Skip to main content
Mixpeek’s data model is built around a clear transformation pipeline: Objects → Documents → Features. Each entity has a specific purpose, and lineage metadata ensures you can always trace results back to their source.

Core Entities

Objects

Raw inputs registered in buckets. Objects hold blobs (video, image, text, audio) and metadata but are not processed until added to a batch.

Documents

Processed representations created by feature extractors. Documents live in collections and include vectors, metadata, and lineage references.

Features

Extracted representations (embeddings, classifications, segments) stored as Qdrant vectors and referenced by feature URIs.

Transformation Flow

1. Object Registration

Objects are created via the Buckets API and validated against the bucket’s JSON schema:
POST /v1/buckets/{bucket_id}/objects
Object Structure:
  • object_id – unique identifier
  • bucket_id – parent bucket reference
  • key_prefix – logical path/grouping
  • blobs[] – array of file references or inline data
  • metadata – custom JSON validated against bucket schema
  • created_at / updated_at – audit timestamps
Objects remain inert until processed. They exist as metadata records and S3 blob references only.

DIRECTIVE 1. Reproduce the part of the Mixpeek data model text starting at "1. Object Registration" and ending at "blob references only.", word for word.

DATA SUPPLIED.
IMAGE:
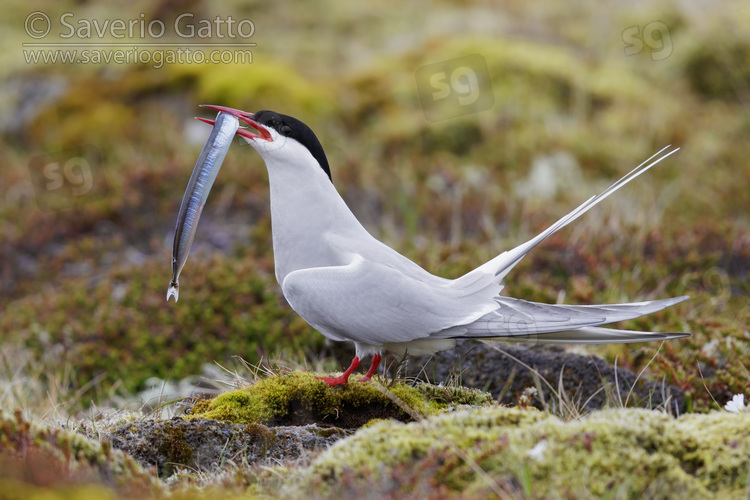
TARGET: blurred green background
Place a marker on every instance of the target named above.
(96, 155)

* * *

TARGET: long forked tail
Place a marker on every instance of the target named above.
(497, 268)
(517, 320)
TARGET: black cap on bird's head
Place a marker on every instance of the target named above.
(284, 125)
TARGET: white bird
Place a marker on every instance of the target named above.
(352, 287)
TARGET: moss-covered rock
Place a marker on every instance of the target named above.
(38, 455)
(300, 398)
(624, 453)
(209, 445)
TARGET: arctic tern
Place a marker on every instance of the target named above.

* * *

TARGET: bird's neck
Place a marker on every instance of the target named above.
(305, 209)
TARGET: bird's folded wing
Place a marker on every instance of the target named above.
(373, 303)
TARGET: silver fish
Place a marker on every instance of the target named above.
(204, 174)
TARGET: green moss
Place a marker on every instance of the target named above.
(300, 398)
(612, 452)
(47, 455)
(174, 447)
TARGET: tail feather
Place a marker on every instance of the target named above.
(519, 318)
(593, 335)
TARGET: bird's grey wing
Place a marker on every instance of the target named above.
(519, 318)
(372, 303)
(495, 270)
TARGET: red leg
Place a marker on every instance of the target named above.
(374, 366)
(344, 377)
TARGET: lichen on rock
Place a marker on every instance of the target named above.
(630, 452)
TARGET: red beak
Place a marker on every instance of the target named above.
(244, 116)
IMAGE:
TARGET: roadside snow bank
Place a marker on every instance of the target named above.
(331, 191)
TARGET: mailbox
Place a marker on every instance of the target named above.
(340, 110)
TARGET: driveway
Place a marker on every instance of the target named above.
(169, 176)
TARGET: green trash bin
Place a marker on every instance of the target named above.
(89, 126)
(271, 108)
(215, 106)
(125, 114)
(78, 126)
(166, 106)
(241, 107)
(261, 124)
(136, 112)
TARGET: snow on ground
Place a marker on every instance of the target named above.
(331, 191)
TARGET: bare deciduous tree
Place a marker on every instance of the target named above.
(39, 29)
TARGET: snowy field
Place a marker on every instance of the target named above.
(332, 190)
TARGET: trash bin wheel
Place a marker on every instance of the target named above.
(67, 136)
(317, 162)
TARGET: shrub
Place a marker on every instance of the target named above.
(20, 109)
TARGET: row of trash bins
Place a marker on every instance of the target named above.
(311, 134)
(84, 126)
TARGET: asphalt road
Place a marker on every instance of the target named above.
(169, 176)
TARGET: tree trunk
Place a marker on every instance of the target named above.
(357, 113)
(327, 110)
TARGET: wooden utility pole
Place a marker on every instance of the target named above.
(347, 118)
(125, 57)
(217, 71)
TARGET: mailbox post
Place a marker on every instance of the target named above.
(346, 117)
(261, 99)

DIRECTIVE 2. Select every line in the records that contains the word "tree", and copy each of those lines out in full.

WRITTEN ANSWER 1.
1. Object Registration

Objects are created via the Buckets API and validated against the bucket’s JSON schema:
POST /v1/buckets/{bucket_id}/objects
Object Structure:
  • object_id – unique identifier
  • bucket_id – parent bucket reference
  • key_prefix – logical path/grouping
  • blobs[] – array of file references or inline data
  • metadata – custom JSON validated against bucket schema
  • created_at / updated_at – audit timestamps
Objects remain inert until processed. They exist as metadata records and S3 blob references only.

WRITTEN ANSWER 2.
TARGET: bare deciduous tree
TARGET: tree trunk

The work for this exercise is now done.